**Written request**
Quote the records that follow in full and exactly; leave out the pictures.

• • • •

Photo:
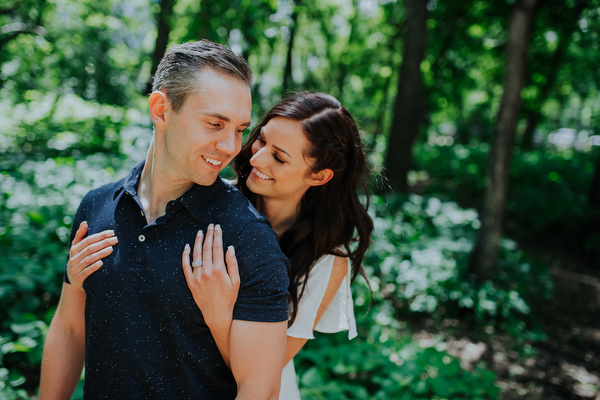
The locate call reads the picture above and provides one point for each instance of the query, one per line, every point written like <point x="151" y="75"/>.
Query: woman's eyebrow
<point x="283" y="151"/>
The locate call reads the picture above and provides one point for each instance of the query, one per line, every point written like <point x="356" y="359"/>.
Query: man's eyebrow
<point x="226" y="119"/>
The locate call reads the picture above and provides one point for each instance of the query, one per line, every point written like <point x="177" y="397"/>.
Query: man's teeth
<point x="263" y="176"/>
<point x="213" y="162"/>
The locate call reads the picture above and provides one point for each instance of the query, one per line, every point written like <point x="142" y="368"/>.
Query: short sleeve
<point x="338" y="317"/>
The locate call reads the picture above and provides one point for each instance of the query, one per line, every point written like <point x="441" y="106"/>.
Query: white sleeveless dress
<point x="339" y="316"/>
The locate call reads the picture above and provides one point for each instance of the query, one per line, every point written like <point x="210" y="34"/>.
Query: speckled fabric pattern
<point x="145" y="336"/>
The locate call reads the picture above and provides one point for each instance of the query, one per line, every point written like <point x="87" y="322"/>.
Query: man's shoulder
<point x="104" y="192"/>
<point x="231" y="202"/>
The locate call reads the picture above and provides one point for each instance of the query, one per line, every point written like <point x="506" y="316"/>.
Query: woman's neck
<point x="281" y="213"/>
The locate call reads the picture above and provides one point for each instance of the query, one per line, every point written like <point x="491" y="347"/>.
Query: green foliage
<point x="384" y="362"/>
<point x="419" y="261"/>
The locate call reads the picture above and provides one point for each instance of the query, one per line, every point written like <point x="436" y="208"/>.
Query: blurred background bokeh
<point x="482" y="120"/>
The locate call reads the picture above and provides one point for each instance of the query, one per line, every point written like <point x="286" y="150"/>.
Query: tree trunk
<point x="342" y="65"/>
<point x="287" y="72"/>
<point x="534" y="116"/>
<point x="162" y="38"/>
<point x="408" y="106"/>
<point x="487" y="245"/>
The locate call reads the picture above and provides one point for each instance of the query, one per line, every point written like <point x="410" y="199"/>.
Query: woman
<point x="301" y="167"/>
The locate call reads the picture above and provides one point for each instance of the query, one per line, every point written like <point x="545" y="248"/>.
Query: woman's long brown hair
<point x="331" y="215"/>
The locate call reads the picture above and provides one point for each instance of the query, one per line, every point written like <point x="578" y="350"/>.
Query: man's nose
<point x="258" y="158"/>
<point x="228" y="143"/>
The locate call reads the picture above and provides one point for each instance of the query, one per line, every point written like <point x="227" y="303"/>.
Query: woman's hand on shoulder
<point x="213" y="277"/>
<point x="86" y="253"/>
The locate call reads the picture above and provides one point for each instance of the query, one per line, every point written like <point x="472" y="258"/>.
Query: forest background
<point x="482" y="123"/>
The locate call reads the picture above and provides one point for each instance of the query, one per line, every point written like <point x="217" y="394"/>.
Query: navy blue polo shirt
<point x="145" y="336"/>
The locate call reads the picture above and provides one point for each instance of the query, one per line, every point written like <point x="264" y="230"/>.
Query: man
<point x="134" y="319"/>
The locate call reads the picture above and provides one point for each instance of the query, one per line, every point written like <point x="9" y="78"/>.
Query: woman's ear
<point x="322" y="177"/>
<point x="158" y="104"/>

• • • •

**The response**
Photo:
The locate call reads the picture above and provides one point for each instance of the query, one per line, every point written like <point x="151" y="75"/>.
Query: woman's eyebrow
<point x="283" y="151"/>
The locate call reads the picture above and provides one point for each instance of the query, one per line, every point written like <point x="356" y="359"/>.
Query: man's eyebrow
<point x="226" y="119"/>
The locate call reads the picture above and provides one point for each instance of the query, one per line, every point written like <point x="177" y="397"/>.
Query: man's teeth
<point x="263" y="176"/>
<point x="213" y="162"/>
The locate call reads the picture above and provides one point for each instance of the query, one per line, every point written like <point x="142" y="368"/>.
Query: short sleeve
<point x="338" y="317"/>
The locate call reads the picture above and provides one point for each instance of the query, one per line, every point written like <point x="441" y="106"/>.
Query: white sleeveless dress
<point x="339" y="316"/>
The locate call reads the picture above and provides one point for each instance of the query, one per line, every point written like <point x="210" y="34"/>.
Query: speckled fabric pattern
<point x="145" y="336"/>
The locate call reads the picture above and provides one point for each instance of the query, one per line, every point written like <point x="87" y="322"/>.
Query: man's shoulder
<point x="104" y="192"/>
<point x="231" y="202"/>
The locate call reads the picture above and provides one point for each instance of the query, one per line, every point written like <point x="506" y="316"/>.
Query: woman's neck
<point x="281" y="213"/>
The locate call reads the picture above and provides one point for each instance of the query, one per line, every point written like <point x="491" y="347"/>.
Query: green foliage
<point x="384" y="362"/>
<point x="419" y="261"/>
The locate call reads the picture above and provides one point for each instance of the query, one per line, every point written like <point x="436" y="208"/>.
Query: blurred background bokeh
<point x="482" y="120"/>
The locate call reads the picture above and provides one point for each instance of the query, one per line, every point written like <point x="286" y="150"/>.
Query: tree trunk
<point x="342" y="65"/>
<point x="287" y="72"/>
<point x="534" y="116"/>
<point x="162" y="38"/>
<point x="408" y="106"/>
<point x="487" y="245"/>
The locate call reads the picture above and provides one point for each instance of the query, one per line, every point written like <point x="410" y="199"/>.
Query: woman
<point x="301" y="167"/>
The locate call reads the picture above and provides one point for each instance of the query, one per line, every point written like <point x="545" y="248"/>.
Query: woman's long brown hair
<point x="331" y="215"/>
The locate call reads the picture above and provides one point for each instance of the query, one per line, every point written like <point x="578" y="350"/>.
Query: man's nose
<point x="258" y="158"/>
<point x="228" y="143"/>
The locate call reads the picture above and provides one point for each instance of the query, one per line, every point written like <point x="227" y="303"/>.
Query: woman's hand on shoulder
<point x="213" y="277"/>
<point x="86" y="253"/>
The locate call reads the picture above and provides one point for each instance of the query, one per line, every point written like <point x="472" y="258"/>.
Query: forest background
<point x="482" y="123"/>
The locate call reads the picture above and provides one point for each instance of the query, one per line, every point written like <point x="217" y="394"/>.
Query: navy blue polo shirt
<point x="145" y="336"/>
The locate call reads the picture above and provides one point for each instance of the query, one per line, every point written like <point x="264" y="230"/>.
Query: man
<point x="134" y="319"/>
The locate call reads the picture above and provides one point for each instance of the query, one per line, every point written like <point x="9" y="78"/>.
Query: woman's ear
<point x="322" y="177"/>
<point x="158" y="104"/>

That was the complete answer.